(Natural language region descriptions)
⁂

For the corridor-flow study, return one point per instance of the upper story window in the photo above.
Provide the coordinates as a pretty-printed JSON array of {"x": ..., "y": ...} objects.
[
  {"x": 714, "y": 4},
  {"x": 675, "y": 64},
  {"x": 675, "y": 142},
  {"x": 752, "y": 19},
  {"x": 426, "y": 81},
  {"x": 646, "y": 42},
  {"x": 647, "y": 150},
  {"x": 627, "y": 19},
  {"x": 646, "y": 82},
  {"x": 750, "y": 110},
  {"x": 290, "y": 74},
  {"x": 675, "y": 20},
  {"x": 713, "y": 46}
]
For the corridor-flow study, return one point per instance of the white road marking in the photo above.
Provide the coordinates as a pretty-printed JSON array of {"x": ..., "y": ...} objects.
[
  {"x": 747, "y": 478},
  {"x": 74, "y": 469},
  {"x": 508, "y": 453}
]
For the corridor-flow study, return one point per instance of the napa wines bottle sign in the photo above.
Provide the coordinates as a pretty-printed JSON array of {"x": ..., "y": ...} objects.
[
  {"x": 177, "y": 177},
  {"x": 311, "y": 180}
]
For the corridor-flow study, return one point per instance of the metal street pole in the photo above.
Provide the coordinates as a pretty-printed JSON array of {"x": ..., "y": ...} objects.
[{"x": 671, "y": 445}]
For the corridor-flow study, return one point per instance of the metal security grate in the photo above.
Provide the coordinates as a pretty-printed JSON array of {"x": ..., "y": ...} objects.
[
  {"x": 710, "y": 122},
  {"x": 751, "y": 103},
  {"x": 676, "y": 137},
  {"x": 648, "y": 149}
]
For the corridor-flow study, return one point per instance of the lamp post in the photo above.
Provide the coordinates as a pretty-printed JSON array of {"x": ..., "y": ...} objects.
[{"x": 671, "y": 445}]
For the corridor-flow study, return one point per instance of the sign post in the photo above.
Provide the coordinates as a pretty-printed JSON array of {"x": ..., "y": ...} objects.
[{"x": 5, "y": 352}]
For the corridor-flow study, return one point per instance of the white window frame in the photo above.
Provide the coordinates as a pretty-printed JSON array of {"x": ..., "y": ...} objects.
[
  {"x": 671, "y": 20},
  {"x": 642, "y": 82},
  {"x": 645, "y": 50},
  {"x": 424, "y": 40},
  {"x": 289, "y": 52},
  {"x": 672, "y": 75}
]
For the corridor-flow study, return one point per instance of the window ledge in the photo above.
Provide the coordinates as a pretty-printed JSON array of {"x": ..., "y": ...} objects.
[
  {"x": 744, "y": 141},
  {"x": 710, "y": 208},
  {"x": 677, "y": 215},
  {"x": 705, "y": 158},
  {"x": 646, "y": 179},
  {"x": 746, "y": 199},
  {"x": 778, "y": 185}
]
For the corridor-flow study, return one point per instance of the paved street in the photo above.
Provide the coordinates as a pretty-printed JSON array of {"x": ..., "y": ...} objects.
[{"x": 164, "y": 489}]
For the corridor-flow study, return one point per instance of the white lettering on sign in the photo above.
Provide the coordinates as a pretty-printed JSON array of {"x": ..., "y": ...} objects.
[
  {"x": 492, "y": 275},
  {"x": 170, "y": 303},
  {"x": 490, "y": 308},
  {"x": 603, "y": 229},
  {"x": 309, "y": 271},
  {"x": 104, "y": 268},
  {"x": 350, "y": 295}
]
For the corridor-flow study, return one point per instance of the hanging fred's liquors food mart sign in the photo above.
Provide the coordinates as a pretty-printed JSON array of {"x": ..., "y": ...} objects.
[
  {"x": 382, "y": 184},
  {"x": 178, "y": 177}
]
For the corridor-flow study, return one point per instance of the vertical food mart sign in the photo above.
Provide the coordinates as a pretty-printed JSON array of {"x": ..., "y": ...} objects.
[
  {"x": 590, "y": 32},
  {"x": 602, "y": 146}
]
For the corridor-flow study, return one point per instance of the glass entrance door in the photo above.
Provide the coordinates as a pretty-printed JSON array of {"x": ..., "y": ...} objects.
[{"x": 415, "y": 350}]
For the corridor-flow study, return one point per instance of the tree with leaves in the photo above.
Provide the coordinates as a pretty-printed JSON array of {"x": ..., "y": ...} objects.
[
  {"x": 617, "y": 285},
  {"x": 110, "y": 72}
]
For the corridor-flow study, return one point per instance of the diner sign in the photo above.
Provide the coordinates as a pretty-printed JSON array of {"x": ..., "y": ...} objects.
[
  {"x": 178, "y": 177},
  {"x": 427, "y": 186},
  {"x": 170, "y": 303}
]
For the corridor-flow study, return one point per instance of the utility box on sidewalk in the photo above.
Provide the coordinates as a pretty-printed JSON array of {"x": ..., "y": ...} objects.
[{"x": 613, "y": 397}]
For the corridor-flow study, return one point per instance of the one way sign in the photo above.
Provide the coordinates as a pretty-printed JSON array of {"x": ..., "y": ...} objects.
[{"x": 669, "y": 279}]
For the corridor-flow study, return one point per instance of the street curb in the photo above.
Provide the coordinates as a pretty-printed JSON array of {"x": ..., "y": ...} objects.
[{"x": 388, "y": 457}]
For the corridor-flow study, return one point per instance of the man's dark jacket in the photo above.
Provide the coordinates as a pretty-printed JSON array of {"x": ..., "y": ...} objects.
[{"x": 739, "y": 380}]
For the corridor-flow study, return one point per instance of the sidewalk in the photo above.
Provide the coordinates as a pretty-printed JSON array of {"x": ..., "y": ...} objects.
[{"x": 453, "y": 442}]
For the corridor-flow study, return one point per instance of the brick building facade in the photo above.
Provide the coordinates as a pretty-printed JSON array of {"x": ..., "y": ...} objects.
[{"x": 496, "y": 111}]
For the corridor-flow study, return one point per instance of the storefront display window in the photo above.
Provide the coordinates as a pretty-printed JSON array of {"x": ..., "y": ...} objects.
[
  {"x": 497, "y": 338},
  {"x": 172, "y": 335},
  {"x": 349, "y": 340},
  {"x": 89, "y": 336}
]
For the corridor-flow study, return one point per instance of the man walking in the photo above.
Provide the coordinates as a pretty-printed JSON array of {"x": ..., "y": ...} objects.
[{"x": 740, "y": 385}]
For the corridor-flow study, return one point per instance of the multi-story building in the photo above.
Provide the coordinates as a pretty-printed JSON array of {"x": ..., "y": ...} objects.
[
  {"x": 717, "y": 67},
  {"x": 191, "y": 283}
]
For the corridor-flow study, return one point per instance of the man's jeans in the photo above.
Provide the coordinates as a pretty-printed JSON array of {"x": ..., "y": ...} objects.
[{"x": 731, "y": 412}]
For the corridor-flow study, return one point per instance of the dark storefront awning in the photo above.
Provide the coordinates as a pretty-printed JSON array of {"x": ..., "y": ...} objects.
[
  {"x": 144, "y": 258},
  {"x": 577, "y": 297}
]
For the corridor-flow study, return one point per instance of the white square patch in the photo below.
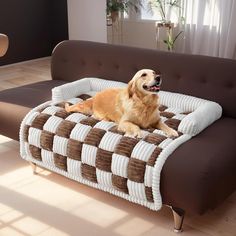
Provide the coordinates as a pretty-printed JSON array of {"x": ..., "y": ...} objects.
[
  {"x": 104, "y": 178},
  {"x": 148, "y": 176},
  {"x": 109, "y": 141},
  {"x": 163, "y": 119},
  {"x": 88, "y": 154},
  {"x": 31, "y": 117},
  {"x": 34, "y": 136},
  {"x": 136, "y": 190},
  {"x": 74, "y": 167},
  {"x": 143, "y": 150},
  {"x": 106, "y": 125},
  {"x": 52, "y": 110},
  {"x": 119, "y": 165},
  {"x": 74, "y": 100},
  {"x": 76, "y": 117},
  {"x": 174, "y": 110},
  {"x": 165, "y": 143},
  {"x": 60, "y": 145},
  {"x": 158, "y": 131},
  {"x": 47, "y": 157},
  {"x": 52, "y": 123},
  {"x": 179, "y": 116},
  {"x": 80, "y": 132}
]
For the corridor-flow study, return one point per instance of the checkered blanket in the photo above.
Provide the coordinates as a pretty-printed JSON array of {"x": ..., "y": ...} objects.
[{"x": 95, "y": 153}]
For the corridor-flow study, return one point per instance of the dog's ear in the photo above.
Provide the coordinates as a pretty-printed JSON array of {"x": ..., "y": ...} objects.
[{"x": 131, "y": 88}]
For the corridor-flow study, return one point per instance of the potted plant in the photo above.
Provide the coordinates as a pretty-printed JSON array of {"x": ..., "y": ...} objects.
[
  {"x": 165, "y": 8},
  {"x": 116, "y": 6}
]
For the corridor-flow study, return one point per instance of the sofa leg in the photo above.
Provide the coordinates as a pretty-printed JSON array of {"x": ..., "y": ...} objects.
[
  {"x": 178, "y": 219},
  {"x": 34, "y": 168}
]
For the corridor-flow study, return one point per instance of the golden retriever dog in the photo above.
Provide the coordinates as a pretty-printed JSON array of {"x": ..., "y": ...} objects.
[{"x": 132, "y": 108}]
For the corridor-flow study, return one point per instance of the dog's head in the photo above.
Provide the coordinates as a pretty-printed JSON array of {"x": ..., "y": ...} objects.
[{"x": 145, "y": 81}]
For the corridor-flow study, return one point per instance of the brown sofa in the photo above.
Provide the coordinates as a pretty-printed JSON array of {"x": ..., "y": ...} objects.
[{"x": 200, "y": 174}]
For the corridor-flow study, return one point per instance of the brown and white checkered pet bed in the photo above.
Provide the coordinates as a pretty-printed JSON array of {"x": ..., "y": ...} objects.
[{"x": 95, "y": 153}]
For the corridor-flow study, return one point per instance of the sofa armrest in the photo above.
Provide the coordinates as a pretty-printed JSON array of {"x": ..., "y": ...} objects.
[{"x": 70, "y": 90}]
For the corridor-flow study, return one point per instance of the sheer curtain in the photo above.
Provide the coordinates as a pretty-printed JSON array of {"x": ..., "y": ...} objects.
[{"x": 210, "y": 28}]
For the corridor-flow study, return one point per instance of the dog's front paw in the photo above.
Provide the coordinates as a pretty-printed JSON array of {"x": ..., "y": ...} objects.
[{"x": 172, "y": 133}]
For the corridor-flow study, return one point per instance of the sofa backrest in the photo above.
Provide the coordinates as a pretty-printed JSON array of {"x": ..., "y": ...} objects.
[{"x": 205, "y": 77}]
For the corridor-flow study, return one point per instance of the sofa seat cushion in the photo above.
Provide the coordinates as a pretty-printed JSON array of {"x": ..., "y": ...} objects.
[
  {"x": 201, "y": 172},
  {"x": 15, "y": 103}
]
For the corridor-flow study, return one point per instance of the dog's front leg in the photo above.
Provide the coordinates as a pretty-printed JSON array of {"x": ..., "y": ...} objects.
[
  {"x": 169, "y": 131},
  {"x": 130, "y": 129}
]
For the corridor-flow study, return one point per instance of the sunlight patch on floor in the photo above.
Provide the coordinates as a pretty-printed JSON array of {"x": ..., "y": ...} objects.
[
  {"x": 30, "y": 226},
  {"x": 134, "y": 227},
  {"x": 99, "y": 213}
]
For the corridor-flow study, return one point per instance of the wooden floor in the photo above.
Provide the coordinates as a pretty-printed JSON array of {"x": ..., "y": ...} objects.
[
  {"x": 24, "y": 73},
  {"x": 49, "y": 204}
]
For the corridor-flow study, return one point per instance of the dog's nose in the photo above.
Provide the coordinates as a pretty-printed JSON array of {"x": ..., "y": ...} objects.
[{"x": 158, "y": 78}]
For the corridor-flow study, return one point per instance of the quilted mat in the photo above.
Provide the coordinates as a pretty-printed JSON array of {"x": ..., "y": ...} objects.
[{"x": 95, "y": 153}]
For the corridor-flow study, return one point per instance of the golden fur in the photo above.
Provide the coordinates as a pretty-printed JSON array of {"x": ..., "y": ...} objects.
[{"x": 131, "y": 108}]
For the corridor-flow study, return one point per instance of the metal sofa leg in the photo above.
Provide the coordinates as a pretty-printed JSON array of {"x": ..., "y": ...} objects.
[
  {"x": 34, "y": 168},
  {"x": 178, "y": 219}
]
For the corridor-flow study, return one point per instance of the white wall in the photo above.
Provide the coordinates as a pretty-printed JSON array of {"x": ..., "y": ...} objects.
[{"x": 87, "y": 20}]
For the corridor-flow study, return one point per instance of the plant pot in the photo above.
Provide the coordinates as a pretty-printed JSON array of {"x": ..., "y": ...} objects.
[{"x": 114, "y": 16}]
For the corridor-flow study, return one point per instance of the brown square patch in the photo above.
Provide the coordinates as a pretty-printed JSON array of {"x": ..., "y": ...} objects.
[
  {"x": 114, "y": 129},
  {"x": 154, "y": 138},
  {"x": 103, "y": 160},
  {"x": 84, "y": 96},
  {"x": 35, "y": 152},
  {"x": 152, "y": 160},
  {"x": 167, "y": 114},
  {"x": 162, "y": 108},
  {"x": 89, "y": 121},
  {"x": 125, "y": 146},
  {"x": 65, "y": 128},
  {"x": 186, "y": 112},
  {"x": 40, "y": 120},
  {"x": 62, "y": 114},
  {"x": 148, "y": 192},
  {"x": 26, "y": 133},
  {"x": 74, "y": 149},
  {"x": 46, "y": 140},
  {"x": 173, "y": 123},
  {"x": 120, "y": 183},
  {"x": 136, "y": 170},
  {"x": 94, "y": 137},
  {"x": 89, "y": 172},
  {"x": 60, "y": 161}
]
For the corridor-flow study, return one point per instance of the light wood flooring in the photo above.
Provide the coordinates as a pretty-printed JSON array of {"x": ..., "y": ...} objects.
[
  {"x": 49, "y": 204},
  {"x": 24, "y": 73}
]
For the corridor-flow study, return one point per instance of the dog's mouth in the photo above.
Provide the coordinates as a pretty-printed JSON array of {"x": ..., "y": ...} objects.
[{"x": 153, "y": 88}]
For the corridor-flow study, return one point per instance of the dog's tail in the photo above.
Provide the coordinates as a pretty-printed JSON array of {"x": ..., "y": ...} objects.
[{"x": 85, "y": 107}]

⁂

▶ What the task requires: Using the data above, show each line where "sofa" occurs.

▶ Task answer:
For the corridor-flow study, return one point per instance of the sofa leg in the photo above.
For the corridor-flow study, return one point per instance of the brown sofa in the photo above.
For the corridor-flow study, return one point per instance of the sofa armrest in the photo above.
For the corridor-flow study, return one point per instance of the sofa backrest in the photo above.
For the corridor-flow study, return one point per instance of the sofa seat cushion in the photo above.
For the corridor-flow study, return one point per instance of the metal sofa leg in the photo above.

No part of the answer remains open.